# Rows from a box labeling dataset

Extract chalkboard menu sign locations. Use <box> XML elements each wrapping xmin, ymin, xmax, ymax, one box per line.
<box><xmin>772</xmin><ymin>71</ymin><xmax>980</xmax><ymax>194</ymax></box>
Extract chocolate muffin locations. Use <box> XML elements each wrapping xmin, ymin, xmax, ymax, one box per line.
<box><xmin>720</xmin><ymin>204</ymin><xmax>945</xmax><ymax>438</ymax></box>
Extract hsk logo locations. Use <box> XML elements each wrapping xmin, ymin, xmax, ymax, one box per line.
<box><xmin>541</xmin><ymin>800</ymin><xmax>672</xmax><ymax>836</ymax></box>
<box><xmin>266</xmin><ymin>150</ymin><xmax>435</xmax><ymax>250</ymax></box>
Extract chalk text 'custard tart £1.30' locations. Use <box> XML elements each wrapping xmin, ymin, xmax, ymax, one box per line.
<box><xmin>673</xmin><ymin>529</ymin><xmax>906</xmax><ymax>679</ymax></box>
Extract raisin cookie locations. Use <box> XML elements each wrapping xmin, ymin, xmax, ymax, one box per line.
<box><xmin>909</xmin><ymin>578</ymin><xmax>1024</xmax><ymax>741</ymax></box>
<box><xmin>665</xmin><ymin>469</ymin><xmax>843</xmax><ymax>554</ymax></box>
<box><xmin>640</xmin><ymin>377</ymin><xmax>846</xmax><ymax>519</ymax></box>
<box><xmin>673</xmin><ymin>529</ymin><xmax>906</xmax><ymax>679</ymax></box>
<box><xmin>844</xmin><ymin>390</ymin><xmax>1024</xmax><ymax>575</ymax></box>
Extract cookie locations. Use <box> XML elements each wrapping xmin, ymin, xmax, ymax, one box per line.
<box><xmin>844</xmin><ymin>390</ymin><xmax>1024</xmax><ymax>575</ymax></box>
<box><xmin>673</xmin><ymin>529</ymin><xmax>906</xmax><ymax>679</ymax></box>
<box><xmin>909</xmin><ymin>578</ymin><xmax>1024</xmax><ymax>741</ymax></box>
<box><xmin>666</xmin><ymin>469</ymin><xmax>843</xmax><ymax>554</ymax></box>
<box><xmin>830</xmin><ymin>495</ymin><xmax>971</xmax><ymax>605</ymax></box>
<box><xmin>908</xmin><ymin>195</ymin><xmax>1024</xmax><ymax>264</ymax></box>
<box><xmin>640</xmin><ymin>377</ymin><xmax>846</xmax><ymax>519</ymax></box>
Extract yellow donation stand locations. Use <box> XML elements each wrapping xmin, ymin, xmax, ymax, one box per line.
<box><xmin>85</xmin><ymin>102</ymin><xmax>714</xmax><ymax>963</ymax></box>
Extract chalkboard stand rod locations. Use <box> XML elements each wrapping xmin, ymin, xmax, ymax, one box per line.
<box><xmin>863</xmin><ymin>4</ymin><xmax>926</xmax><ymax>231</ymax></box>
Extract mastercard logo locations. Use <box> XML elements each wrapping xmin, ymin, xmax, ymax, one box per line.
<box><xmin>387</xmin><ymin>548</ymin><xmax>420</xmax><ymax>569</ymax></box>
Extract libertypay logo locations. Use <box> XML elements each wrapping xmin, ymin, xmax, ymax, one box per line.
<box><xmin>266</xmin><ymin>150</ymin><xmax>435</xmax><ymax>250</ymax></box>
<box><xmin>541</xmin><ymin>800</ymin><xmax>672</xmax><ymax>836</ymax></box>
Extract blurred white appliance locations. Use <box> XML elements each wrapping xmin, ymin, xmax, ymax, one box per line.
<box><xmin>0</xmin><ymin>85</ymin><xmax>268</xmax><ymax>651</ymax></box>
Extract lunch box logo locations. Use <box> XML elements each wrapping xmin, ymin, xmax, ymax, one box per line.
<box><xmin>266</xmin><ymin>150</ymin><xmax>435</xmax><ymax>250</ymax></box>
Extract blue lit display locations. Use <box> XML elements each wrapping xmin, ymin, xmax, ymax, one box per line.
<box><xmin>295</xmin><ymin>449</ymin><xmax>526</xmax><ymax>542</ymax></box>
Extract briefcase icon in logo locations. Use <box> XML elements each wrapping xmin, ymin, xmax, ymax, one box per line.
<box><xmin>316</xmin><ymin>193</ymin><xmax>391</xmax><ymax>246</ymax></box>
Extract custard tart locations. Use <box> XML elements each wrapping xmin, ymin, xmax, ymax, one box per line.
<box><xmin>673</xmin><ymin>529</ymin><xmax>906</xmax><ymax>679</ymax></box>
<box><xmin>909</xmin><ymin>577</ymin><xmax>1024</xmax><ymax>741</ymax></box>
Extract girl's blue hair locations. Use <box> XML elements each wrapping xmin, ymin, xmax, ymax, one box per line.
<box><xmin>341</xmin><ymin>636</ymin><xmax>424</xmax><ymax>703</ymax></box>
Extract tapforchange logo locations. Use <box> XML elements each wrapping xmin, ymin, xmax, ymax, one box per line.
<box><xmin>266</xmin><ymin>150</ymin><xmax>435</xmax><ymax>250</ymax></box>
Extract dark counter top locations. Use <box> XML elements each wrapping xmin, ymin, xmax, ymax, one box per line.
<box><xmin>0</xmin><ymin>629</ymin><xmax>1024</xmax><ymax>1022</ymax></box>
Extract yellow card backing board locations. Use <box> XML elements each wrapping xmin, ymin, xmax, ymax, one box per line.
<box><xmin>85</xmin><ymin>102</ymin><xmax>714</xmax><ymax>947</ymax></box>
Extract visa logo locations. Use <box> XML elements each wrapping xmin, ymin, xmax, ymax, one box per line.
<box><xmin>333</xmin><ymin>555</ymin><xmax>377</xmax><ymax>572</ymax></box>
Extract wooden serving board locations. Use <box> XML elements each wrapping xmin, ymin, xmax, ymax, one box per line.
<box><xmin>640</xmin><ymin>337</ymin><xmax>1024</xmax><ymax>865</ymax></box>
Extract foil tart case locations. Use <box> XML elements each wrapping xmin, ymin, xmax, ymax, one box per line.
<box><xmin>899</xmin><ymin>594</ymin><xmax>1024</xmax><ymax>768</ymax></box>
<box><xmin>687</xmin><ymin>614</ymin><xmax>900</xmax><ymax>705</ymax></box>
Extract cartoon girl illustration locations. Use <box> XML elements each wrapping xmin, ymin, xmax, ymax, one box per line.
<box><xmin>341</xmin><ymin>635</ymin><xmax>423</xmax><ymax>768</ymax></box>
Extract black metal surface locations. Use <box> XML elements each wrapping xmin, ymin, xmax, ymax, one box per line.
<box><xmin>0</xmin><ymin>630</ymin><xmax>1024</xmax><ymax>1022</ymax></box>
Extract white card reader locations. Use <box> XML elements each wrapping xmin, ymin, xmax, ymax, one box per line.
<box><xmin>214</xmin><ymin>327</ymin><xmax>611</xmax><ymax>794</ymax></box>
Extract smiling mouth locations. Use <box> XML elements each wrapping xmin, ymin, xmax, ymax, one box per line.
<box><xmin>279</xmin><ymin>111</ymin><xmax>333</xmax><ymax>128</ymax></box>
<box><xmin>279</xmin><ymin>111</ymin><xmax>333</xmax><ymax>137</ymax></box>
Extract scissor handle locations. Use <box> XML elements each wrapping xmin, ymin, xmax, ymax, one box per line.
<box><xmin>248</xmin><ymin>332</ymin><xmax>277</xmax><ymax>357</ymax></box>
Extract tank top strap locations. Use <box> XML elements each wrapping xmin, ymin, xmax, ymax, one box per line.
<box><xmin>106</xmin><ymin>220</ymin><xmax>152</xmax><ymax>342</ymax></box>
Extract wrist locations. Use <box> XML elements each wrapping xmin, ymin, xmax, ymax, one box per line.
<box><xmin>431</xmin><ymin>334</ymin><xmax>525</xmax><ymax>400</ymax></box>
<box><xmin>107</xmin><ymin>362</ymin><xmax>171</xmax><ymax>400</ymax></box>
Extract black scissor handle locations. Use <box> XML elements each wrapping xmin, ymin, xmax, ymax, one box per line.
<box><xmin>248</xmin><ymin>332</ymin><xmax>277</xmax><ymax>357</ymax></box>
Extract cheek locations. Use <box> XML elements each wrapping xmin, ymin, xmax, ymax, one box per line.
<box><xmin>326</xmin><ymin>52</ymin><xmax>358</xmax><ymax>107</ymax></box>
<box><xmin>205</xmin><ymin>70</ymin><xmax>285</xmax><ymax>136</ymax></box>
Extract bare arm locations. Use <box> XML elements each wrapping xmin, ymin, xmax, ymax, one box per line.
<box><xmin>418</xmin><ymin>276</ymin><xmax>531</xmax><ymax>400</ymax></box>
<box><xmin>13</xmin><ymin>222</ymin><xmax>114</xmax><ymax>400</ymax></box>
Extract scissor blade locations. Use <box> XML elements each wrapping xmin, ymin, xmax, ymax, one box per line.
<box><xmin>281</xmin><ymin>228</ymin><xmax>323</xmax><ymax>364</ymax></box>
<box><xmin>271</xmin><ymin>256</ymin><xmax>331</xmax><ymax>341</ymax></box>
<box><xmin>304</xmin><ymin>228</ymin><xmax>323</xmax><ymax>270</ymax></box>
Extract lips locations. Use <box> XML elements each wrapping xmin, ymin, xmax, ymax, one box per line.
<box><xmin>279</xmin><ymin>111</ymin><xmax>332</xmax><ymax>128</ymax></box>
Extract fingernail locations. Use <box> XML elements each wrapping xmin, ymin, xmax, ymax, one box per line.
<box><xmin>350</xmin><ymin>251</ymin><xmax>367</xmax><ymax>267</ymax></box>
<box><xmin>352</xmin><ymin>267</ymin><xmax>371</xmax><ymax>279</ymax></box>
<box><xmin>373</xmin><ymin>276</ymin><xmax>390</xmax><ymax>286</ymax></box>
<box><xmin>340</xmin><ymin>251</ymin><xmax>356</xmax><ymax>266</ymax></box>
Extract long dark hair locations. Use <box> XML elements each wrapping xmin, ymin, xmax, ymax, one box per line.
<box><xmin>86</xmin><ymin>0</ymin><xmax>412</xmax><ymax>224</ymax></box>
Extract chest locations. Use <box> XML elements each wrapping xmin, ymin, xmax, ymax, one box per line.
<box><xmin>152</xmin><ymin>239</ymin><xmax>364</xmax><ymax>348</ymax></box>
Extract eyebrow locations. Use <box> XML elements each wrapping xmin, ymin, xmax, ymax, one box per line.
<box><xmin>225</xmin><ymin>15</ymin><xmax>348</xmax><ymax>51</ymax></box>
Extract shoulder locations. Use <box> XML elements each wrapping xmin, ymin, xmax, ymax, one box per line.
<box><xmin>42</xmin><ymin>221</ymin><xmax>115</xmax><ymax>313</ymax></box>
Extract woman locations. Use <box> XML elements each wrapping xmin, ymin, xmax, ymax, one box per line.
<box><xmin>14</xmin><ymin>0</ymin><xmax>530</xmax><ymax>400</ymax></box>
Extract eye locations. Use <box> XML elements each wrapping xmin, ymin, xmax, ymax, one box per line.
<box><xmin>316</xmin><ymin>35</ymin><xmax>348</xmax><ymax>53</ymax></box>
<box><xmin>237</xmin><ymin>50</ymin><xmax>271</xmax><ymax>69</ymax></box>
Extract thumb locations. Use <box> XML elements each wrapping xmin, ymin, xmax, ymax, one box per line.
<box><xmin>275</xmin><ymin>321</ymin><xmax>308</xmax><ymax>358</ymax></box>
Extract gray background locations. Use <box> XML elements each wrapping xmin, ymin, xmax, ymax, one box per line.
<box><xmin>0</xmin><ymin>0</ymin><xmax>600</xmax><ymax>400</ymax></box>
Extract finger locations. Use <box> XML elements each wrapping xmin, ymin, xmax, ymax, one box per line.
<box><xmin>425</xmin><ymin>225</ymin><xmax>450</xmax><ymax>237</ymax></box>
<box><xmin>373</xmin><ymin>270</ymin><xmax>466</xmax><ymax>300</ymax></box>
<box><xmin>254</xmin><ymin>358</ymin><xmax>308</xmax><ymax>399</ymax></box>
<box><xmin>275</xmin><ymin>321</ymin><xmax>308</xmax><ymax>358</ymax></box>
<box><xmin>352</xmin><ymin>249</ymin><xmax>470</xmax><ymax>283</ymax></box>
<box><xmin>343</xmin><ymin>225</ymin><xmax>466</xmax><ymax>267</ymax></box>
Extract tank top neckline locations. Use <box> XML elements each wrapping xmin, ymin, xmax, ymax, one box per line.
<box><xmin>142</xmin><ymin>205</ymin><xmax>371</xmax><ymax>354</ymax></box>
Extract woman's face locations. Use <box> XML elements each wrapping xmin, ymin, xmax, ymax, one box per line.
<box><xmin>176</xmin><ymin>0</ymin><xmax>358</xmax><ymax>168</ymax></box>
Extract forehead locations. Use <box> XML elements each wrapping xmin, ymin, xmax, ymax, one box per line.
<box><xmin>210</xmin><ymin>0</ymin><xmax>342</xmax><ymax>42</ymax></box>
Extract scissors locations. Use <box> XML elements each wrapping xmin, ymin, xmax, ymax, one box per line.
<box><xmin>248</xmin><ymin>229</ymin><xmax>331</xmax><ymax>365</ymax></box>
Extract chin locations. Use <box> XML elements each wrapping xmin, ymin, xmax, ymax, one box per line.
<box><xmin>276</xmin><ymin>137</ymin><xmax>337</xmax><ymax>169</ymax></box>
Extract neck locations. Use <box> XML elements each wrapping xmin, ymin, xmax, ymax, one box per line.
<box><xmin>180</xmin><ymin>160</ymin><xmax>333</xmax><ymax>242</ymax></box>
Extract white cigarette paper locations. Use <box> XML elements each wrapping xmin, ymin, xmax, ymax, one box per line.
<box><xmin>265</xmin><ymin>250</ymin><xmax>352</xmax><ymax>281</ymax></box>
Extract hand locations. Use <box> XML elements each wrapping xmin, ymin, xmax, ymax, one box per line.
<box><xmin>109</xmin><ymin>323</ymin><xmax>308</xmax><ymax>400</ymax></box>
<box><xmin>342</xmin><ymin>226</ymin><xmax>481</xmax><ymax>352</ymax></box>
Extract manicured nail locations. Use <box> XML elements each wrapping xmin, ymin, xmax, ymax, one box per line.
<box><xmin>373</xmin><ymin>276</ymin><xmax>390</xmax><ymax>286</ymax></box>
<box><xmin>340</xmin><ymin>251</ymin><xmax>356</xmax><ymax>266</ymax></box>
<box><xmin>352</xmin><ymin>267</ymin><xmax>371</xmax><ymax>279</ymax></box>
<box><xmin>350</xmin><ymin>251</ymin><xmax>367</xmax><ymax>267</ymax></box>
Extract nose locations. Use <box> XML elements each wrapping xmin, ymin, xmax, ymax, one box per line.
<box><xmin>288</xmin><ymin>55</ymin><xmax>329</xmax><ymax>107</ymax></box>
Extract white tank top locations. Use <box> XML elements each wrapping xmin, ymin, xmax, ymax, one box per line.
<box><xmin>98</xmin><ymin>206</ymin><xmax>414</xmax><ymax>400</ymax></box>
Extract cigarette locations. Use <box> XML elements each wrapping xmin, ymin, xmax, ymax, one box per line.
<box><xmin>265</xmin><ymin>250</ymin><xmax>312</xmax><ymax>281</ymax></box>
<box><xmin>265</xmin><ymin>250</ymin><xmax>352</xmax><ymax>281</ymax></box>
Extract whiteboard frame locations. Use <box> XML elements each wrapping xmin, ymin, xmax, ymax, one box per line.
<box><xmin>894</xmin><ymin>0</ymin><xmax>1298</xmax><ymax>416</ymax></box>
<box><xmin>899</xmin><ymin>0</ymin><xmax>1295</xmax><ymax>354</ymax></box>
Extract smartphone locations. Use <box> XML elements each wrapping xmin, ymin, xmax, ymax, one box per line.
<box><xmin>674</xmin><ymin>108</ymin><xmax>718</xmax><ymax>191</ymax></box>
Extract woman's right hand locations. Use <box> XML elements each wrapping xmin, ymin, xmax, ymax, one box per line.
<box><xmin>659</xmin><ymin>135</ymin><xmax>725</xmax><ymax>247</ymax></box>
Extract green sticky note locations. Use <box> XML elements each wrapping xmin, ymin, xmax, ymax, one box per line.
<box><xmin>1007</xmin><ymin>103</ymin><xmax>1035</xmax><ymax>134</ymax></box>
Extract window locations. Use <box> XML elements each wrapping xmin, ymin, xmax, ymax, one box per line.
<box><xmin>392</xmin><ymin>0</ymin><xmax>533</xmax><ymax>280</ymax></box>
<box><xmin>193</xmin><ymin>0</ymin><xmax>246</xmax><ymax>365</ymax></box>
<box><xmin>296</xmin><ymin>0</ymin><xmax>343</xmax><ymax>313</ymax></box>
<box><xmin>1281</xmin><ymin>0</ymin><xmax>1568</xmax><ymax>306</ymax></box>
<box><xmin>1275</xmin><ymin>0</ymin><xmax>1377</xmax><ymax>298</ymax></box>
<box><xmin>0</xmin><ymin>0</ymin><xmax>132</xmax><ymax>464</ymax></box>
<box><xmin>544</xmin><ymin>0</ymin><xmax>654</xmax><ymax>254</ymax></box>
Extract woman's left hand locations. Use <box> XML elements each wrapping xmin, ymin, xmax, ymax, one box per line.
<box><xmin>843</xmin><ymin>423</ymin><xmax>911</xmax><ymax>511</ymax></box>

# Work to do
Exactly and exclusively, repeat the lines from the line that contains "Extract window locations." through the end of the records, both ends included.

# Reply
Extract window locations. Use <box> XML elements each wrapping xmin, ymin, xmax, ymax, one box per line.
<box><xmin>392</xmin><ymin>0</ymin><xmax>533</xmax><ymax>280</ymax></box>
<box><xmin>193</xmin><ymin>0</ymin><xmax>246</xmax><ymax>365</ymax></box>
<box><xmin>296</xmin><ymin>0</ymin><xmax>343</xmax><ymax>313</ymax></box>
<box><xmin>1281</xmin><ymin>0</ymin><xmax>1568</xmax><ymax>306</ymax></box>
<box><xmin>1275</xmin><ymin>0</ymin><xmax>1377</xmax><ymax>298</ymax></box>
<box><xmin>0</xmin><ymin>0</ymin><xmax>132</xmax><ymax>464</ymax></box>
<box><xmin>544</xmin><ymin>0</ymin><xmax>654</xmax><ymax>254</ymax></box>
Extract woman's left hand locations. Use <box> XML elements each wrapping xmin, ymin, xmax, ymax, one box per line.
<box><xmin>843</xmin><ymin>423</ymin><xmax>911</xmax><ymax>511</ymax></box>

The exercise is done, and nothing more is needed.